::: Estratto della fonte :::

Pratica operativa

Un caso pratico: rinvenimento durante un sopralluogo commerciale presso un esercizio di vicinato cinese del settore alimentare di alcune confezioni di datteri di mare salati

Se vi è mai capitato di effettuare un controllo presso esercizi commerciali alimentari cinesi, sicuramente avrete sperimentato il disorientamento che si prova, soprattutto perché viene spontaneo confrontare la merce, l’ordine e l’igiene, con gli esercizi commerciali alimentari del nostro Paese.
Ad eccezione di qualche attività non si può non notare come il disordine e la sporcizia regnino sovrani.
Parlando con i titolari delle attività, è difficile non chiedersi come abbiano fatto queste persone ad ottenere l’abilitazione professionale prevista dall’art. 5, comma 5, del D.Lgs. 114/98, visto che chi ha sostenuto l’esame difficilmente parla italiano.
A parte i problemi igienici riscontrabili, la cosa che colpisce è il modo disordinato in cui vengono tenuti i prodotti, l’assenza dei prezzi e, soprattutto, la presenza di confezioni di alimenti, con ovvie scritte cinesi, che riportano una targhetta adesiva, spesso incompleta, con un’approssimativa traduzione in italiano degli ingredienti.

::: Voci fornite :::

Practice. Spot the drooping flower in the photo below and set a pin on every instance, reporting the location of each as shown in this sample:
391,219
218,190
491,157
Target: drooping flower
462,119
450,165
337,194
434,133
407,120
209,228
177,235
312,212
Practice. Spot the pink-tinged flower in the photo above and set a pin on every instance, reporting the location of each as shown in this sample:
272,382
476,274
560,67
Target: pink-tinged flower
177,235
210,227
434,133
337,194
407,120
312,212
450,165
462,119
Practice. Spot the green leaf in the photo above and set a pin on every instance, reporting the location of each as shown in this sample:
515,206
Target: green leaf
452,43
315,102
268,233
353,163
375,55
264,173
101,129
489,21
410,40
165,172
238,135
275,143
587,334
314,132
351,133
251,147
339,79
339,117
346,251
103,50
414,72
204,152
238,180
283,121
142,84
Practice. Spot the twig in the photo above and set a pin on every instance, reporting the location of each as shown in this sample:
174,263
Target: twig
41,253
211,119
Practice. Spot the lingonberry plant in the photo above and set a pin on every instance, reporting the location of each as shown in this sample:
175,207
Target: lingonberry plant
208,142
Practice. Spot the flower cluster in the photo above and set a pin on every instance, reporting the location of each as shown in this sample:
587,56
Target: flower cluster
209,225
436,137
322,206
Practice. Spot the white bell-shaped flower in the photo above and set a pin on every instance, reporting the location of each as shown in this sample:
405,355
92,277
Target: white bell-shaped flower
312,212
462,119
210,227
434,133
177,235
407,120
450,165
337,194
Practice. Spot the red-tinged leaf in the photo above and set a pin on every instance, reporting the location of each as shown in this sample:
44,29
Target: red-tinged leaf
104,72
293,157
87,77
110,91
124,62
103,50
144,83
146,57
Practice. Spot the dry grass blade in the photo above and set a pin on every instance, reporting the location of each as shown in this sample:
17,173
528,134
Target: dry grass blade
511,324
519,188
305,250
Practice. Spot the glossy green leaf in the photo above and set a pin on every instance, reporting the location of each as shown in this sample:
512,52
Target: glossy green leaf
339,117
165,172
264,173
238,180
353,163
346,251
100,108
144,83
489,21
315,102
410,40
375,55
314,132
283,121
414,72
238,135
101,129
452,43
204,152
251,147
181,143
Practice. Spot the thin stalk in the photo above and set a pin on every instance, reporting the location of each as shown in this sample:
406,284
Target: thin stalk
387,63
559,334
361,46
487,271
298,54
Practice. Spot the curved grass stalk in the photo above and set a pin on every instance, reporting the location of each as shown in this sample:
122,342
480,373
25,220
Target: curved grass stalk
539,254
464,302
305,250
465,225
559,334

:::

- Compiti da svolgere
[1] Estrai dal testo sul sopralluogo il brano che comincia con le parole "Un caso pratico: rinvenimento" e si chiude dopo "del nostro Paese.".
[2] Nel testo sul sopralluogo, quale norma prevede l'abilitazione professionale di cui si parla?
[3] Oltre ai problemi igienici, quali cose colpiscono secondo il testo sul sopralluogo? Elencale tutte.

- Soluzioni per compito
[1]
Un caso pratico: rinvenimento durante un sopralluogo commerciale presso un esercizio di vicinato cinese del settore alimentare di alcune confezioni di datteri di mare salati

Se vi è mai capitato di effettuare un controllo presso esercizi commerciali alimentari cinesi, sicuramente avrete sperimentato il disorientamento che si prova, soprattutto perché viene spontaneo confrontare la merce, l’ordine e l’igiene, con gli esercizi commerciali alimentari del nostro Paese.

[2] L'art. 5, comma 5, del D.Lgs. 114/98.

[3]
- Il modo disordinato in cui vengono tenuti i prodotti
- L'assenza dei prezzi
- La presenza di confezioni di alimenti con scritte cinesi che riportano una targhetta adesiva, spesso incompleta, con un'approssimativa traduzione in italiano degli ingredienti